# GIVEN TASK
Reproduce everything from the start of the items down through the line containing "column 845, row 260", substituting "index finger" for each occurrence of "thumb" and leaving all else unchanged.

# Entries from a pointing dataset
_ _ _ _ _

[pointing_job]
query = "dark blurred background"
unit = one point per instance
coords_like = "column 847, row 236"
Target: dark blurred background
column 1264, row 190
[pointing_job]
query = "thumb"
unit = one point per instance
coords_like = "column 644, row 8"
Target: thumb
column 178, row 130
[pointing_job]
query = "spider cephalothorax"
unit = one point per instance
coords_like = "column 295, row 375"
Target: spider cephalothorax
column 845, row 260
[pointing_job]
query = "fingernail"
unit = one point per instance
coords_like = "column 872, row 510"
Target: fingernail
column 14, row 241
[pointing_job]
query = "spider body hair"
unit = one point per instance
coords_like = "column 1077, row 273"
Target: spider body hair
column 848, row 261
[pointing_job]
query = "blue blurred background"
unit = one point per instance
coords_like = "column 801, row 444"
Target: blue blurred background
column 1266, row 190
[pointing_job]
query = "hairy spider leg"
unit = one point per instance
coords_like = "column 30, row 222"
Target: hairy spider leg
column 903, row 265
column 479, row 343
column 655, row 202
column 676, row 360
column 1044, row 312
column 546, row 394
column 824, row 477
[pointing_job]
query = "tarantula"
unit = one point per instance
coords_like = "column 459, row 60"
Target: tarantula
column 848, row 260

_ _ _ _ _

# PROBLEM SOLUTION
[pointing_job]
query = "dark blurred background"
unit = one point per instance
coords_like = "column 847, row 236"
Target: dark blurred background
column 1264, row 190
[pointing_job]
query = "index finger"
unit = one point per instance
coords_like = "column 644, row 8"
Target: index finger
column 178, row 130
[pointing_job]
query = "spider cephalothorax"
unit = one point per instance
coords_like = "column 295, row 375"
Target: spider cephalothorax
column 845, row 260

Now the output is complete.